• **Goal**:
In the post below about the Set 399 coaches, reproduce word for word the passage between "I am just putting" and "is a brake.", inclusive.

• **Page**:
>> begin

I am just putting together a Set 399 from the Hornby models.

 

3 coaches, a composite& two 3rd brakes.

 

Now I see that the Board of Trade required a brake at the end of every passenger train and that there was a lot of parcels/luggage carried in the past but even so it seems that you have the equivalent of 1 out of 3 vehicles in the set is a brake.

 

Did they in fact need this level of provision?

 

If not why not do what was done with one of the MK1 brake designs like the MK1 BSO to diagram 183 at Midsomer Norton, W9267 which has a smaller brake compartment so you have 5 seating bays/compartments instead of 4 or other Maunsell design's that had 6 compartments

 

There were initially only ten such sets, 390-399, designated 3-Set "P" and intended for West of England services to Devon and Cornwall, especially holiday resorts West of Exeter, which generated more luggage and parcels traffic than was customary closer to London. They were sometimes referred to as "Torrington Sets". Four further sets followed a couple of years later, 445-448.

>> end

• **Provided data**:

>> begin

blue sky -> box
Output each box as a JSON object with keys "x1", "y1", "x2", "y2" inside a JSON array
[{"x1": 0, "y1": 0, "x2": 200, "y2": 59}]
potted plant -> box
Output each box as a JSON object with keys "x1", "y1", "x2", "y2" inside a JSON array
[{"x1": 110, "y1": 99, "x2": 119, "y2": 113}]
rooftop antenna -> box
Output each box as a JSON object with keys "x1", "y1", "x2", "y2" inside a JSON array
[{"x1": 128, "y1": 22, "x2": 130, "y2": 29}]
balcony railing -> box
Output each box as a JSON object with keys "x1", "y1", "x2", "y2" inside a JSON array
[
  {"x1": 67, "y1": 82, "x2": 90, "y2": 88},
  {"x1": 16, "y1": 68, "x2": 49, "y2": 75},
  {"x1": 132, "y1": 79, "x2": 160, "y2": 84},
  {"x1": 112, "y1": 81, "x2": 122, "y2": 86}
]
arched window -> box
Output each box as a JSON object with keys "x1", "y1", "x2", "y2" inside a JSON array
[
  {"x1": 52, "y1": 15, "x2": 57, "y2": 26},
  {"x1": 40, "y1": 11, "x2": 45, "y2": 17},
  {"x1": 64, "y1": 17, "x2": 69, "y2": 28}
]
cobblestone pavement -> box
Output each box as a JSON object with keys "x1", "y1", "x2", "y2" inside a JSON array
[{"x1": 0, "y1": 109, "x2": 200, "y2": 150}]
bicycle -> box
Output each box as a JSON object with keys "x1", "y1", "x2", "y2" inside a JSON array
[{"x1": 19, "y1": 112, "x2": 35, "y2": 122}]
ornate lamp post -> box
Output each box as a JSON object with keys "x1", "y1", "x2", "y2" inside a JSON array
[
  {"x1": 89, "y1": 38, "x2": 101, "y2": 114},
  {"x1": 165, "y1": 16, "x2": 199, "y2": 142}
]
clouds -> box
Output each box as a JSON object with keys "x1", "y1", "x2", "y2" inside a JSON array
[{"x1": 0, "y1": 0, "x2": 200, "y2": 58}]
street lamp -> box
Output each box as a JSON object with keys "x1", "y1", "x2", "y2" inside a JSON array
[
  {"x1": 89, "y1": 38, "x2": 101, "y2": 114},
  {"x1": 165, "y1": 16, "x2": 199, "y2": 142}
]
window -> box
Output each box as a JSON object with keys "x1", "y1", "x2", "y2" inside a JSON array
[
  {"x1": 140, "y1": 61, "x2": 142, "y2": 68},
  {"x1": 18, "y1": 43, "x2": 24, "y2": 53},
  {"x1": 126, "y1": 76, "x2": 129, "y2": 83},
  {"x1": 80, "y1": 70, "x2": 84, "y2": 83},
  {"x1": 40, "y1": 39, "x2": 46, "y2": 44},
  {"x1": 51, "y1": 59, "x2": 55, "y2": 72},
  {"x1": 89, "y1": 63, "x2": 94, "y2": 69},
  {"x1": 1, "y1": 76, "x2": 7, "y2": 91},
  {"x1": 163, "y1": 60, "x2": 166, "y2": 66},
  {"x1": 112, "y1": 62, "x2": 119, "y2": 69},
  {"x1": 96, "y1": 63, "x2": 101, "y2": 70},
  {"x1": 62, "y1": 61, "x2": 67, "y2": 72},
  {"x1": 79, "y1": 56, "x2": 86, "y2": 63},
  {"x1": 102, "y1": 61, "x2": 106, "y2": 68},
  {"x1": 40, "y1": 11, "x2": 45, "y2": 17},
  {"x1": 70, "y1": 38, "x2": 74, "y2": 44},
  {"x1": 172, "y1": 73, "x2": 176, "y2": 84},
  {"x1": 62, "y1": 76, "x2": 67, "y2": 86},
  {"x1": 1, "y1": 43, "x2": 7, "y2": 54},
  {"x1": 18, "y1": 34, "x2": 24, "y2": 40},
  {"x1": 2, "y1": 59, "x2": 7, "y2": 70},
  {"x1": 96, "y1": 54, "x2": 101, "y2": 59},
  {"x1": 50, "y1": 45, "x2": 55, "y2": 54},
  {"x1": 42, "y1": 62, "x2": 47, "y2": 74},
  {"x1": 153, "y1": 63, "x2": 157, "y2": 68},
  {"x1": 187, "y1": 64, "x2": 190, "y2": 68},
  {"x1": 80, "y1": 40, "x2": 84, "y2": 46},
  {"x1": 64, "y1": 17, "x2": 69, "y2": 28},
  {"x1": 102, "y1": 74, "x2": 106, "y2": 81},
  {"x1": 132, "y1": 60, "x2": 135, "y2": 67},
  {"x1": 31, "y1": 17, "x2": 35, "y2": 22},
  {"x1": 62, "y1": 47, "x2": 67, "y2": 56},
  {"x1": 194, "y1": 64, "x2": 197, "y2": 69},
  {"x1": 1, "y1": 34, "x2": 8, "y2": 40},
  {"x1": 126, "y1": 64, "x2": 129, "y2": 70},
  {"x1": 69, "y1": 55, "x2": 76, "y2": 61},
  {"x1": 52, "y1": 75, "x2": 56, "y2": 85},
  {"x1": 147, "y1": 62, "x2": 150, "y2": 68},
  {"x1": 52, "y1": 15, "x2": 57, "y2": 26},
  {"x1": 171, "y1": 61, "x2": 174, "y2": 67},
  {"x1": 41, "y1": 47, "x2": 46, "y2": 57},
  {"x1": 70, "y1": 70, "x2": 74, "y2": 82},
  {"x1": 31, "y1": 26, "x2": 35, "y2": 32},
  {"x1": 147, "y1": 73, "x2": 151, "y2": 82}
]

>> end

• **Correct result**:
I am just putting together a Set 399 from the Hornby models.

 

3 coaches, a composite& two 3rd brakes.

 

Now I see that the Board of Trade required a brake at the end of every passenger train and that there was a lot of parcels/luggage carried in the past but even so it seems that you have the equivalent of 1 out of 3 vehicles in the set is a brake.